Given request: Without the images, print all the entries below exactly as given.

Material supplied:
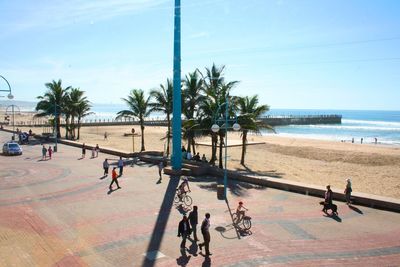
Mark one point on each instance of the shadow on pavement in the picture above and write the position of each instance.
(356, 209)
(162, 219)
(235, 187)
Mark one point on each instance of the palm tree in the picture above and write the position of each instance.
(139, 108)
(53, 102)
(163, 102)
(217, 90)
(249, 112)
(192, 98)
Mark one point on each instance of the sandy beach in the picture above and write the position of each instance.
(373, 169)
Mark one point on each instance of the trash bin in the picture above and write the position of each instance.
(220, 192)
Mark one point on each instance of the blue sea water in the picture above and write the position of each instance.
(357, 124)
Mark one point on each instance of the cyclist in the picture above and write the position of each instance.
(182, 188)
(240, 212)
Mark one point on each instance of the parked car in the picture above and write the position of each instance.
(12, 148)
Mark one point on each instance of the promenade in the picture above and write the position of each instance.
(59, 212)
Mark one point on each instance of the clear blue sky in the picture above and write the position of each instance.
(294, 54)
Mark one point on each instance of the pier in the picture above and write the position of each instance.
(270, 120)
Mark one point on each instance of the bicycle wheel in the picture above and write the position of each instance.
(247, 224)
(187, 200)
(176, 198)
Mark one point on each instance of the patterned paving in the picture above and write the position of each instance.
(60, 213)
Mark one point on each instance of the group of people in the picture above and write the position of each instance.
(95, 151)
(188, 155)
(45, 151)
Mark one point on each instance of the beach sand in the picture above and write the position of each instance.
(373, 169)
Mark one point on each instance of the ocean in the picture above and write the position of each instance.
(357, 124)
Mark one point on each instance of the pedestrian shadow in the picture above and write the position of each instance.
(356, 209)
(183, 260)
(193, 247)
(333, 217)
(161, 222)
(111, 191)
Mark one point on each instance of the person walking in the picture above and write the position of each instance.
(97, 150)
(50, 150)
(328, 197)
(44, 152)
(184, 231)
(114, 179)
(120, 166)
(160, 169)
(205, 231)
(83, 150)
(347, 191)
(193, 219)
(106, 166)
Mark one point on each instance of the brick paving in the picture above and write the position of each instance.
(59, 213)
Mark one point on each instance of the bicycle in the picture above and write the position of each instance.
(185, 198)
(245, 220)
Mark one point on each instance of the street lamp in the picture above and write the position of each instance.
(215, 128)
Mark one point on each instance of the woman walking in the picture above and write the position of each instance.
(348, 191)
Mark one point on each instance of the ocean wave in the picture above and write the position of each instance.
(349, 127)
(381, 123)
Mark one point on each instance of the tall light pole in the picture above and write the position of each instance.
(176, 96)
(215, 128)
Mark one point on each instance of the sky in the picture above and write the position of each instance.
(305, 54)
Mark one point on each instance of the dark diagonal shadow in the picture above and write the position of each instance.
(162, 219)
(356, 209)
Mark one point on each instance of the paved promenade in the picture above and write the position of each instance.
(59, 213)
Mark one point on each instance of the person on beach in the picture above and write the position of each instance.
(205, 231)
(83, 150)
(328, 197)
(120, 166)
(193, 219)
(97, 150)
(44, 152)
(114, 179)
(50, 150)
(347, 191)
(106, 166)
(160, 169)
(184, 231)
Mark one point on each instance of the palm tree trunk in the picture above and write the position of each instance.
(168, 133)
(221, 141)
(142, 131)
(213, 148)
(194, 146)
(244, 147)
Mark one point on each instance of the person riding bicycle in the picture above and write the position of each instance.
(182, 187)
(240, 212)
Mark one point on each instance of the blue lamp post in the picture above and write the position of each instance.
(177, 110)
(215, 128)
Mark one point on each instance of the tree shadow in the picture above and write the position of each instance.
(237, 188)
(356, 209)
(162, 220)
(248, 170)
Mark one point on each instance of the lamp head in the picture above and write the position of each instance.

Written reply:
Mark one point on each instance of the shadow on pavement in the picture above and write the position of each instance.
(356, 209)
(162, 219)
(235, 187)
Mark one point on each instance of the palm tree in the picture above and write the position of each instance.
(139, 108)
(53, 102)
(163, 102)
(217, 90)
(249, 112)
(192, 98)
Mark one point on each instance of the sandy beach in the picture above and write the position of each instance.
(373, 169)
Mark one point on each instance of the trash bin in the picture above and write the position of each instance.
(220, 192)
Mark one point on each instance of the blue sea water in the picture above and write the position of each instance.
(357, 124)
Mark one point on each instance of the cyclist in the picture above and write the position of each instance.
(182, 188)
(240, 212)
Mark one point on each instance of the parked car in the picture above and write the position of each instance.
(12, 148)
Mark one point on each instance of the promenade in the picture above and write the position of each instance.
(59, 212)
Mark one point on each instance of the clear blue sky in the picture above and write the position of each instance.
(294, 54)
Mark one point on each instance of the pier in the picture above and write the position of each instance.
(270, 120)
Mark one point on each instance of the bicycle wheel in the picture above and write the position of each instance.
(247, 224)
(187, 200)
(176, 198)
Mark one point on each instance of the patterned paving in the picture above and write the position of each instance.
(60, 213)
Mark one point on each instance of the group of people in the picture above and write the position of each instance.
(95, 151)
(188, 155)
(45, 151)
Mark one point on each instance of the beach sand in the picture above and write the position of each instance.
(373, 169)
Mark one point on each instance of the ocean in the picture above and write the position of each instance.
(357, 124)
Mark one point on each instance of the pedestrian shadow in the picture above and write the position of each instance.
(356, 209)
(183, 260)
(193, 247)
(333, 217)
(161, 222)
(111, 191)
Mark one point on each instance of the person walking in the picture above and write the position of each instance.
(97, 150)
(50, 150)
(328, 197)
(44, 152)
(184, 231)
(114, 179)
(120, 166)
(160, 169)
(205, 231)
(83, 150)
(347, 191)
(193, 219)
(106, 166)
Mark one point on each instance of the brick paving in the picture above and write the position of each instance.
(59, 213)
Mark one point on each instance of the bicycle in the picture above and write the position of each instance.
(185, 198)
(245, 220)
Mark one point on each instance of the street lamp in the picture above and write the position of each instance.
(215, 128)
Mark one point on each instance of the woman walking in the picture above and write the position of each instance.
(348, 191)
Mark one point on each instance of the ocean wave in the picture above and write the position of each instance.
(349, 127)
(381, 123)
Mark one point on each instance of the tall light pole in the picture above and write the position of each instance.
(176, 96)
(215, 128)
Mark one point on each instance of the sky in the picture above and write the position of each instance.
(305, 54)
Mark one point on each instance of the dark diagonal shadow in the picture above and write the position of each instance.
(162, 219)
(356, 209)
Mark one point on each instance of the paved promenade in the picture above and write the position of each instance.
(59, 213)
Mark one point on each instance of the person on beach in the picture above and write the position of each instance.
(205, 231)
(83, 150)
(328, 197)
(120, 166)
(193, 219)
(97, 150)
(44, 152)
(114, 179)
(50, 150)
(347, 191)
(106, 166)
(160, 169)
(184, 231)
Mark one point on each instance of the palm tree trunk in the picture above and write the position of each instance.
(168, 133)
(221, 141)
(142, 131)
(213, 148)
(194, 146)
(244, 147)
Mark one point on each instance of the person riding bicycle in the picture above and write the position of each instance.
(182, 187)
(240, 212)
Mark one point on each instance of the blue lamp post in the picture above and write the position of each instance.
(177, 110)
(215, 128)
Mark one point on each instance of the tree shadow in the picture above and write the position of each instance.
(237, 188)
(356, 209)
(162, 220)
(248, 170)
Mark one point on each instance of the lamp head in the picture above and write the position of each instance.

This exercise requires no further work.